**PROBLEM REQUIREMENTS**
Reproduce every line of the material below without any change.

**EXTRACTED DATA**
_ _ _ _ _

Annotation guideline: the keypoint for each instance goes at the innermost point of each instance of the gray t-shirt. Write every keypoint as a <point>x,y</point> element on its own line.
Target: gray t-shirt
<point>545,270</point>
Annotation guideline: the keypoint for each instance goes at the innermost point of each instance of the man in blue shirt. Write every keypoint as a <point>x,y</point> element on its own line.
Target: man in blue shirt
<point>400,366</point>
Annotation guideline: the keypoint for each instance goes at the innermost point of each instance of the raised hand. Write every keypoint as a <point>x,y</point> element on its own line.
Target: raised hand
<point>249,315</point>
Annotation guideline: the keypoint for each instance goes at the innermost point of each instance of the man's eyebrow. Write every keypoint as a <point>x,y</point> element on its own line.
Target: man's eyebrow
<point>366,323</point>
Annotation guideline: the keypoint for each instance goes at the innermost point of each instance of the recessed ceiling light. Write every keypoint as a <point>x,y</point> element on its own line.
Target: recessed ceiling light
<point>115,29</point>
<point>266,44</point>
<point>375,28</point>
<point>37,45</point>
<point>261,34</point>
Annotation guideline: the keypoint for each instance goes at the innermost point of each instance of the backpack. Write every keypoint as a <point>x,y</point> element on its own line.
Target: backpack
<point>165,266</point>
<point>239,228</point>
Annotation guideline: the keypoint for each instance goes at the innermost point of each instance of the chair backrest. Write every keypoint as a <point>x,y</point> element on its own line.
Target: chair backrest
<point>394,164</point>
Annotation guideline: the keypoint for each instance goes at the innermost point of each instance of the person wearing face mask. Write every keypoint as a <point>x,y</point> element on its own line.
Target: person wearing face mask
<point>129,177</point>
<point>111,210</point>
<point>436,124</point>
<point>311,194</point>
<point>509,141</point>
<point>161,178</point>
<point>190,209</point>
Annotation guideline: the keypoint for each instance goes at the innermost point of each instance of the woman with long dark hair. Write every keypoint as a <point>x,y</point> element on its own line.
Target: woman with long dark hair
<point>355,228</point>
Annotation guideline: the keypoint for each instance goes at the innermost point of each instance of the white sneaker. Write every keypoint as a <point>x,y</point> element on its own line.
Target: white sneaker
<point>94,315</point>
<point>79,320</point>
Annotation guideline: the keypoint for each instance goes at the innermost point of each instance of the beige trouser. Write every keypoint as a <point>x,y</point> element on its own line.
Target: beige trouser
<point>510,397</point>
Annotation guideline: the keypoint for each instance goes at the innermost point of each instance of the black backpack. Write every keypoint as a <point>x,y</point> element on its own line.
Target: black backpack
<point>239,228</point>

_ _ _ _ _

**RESPONSE BELOW**
Annotation guideline: the keypoint for each instance goes at the innermost point of each instance of the gray t-shirt. Write every keypoint as a <point>x,y</point> element on its own line.
Target: gray t-shirt
<point>545,270</point>
Annotation guideline: the keypoint for each instance goes at the innermost point of each instance of the man in blue shirt. Write every keypoint as a <point>x,y</point> element on its own line.
Target: man in blue shirt
<point>400,366</point>
Annotation guideline: the keypoint for each instance goes at the innermost point of each instance of the raised hand. Write every keypoint as a <point>x,y</point> element on its own line.
Target: raised hand
<point>249,315</point>
Annotation guideline: the keypoint for each instance goes at the innermost point of each instance of the man's eyebrow. Write every keypoint as a <point>x,y</point> element on its own line.
Target: man's eyebrow
<point>366,323</point>
Annotation guideline: the keypoint for each instance goes at the innermost point of each instance of the recessed ceiling light. Write every keypoint as a <point>x,y</point> element on its own line.
Target: recessed ceiling light
<point>115,29</point>
<point>266,44</point>
<point>375,28</point>
<point>37,45</point>
<point>261,34</point>
Annotation guideline: the keypoint for each instance goes at the innermost point of each instance of the backpack. Write every keypoint as a <point>x,y</point> element on its own line.
Target: backpack
<point>165,266</point>
<point>239,228</point>
Annotation guideline: the keypoint for each instance goes at the innermost point of each instance of the chair backrest. Write every keypoint as a <point>x,y</point> element on its own line.
Target: chair backrest
<point>394,164</point>
Annotation guideline: the keypoint for each instance goes at the innermost point of each instance of the person wearing face mask. Write every keypoint as a <point>x,y</point> element on its own line.
Target: person wearing face mask
<point>129,177</point>
<point>111,210</point>
<point>436,124</point>
<point>311,194</point>
<point>509,141</point>
<point>161,178</point>
<point>190,209</point>
Annotation guideline: the keypoint for each instance goes at the innermost point of each instance of the woman with long dark hair. Write every keypoint as a <point>x,y</point> element on its own line.
Target: woman with long dark hair
<point>355,228</point>
Annotation guideline: the keypoint for each instance goes at the innermost point of each instance of the white sneaker. Write every keypoint as a <point>x,y</point> element on its own line.
Target: white sneaker
<point>94,315</point>
<point>79,320</point>
Annotation guideline: the keypoint for each instance goes at the innermost point of each instance of the beige trouser. Write every keypoint as a <point>x,y</point> element on its own line.
Target: beige trouser
<point>510,397</point>
Annotation guideline: the keypoint for each instance goes at the innermost point of each instance of the black backpack. Write every keypoint as a <point>x,y</point> element on its own line.
Target: black backpack
<point>239,228</point>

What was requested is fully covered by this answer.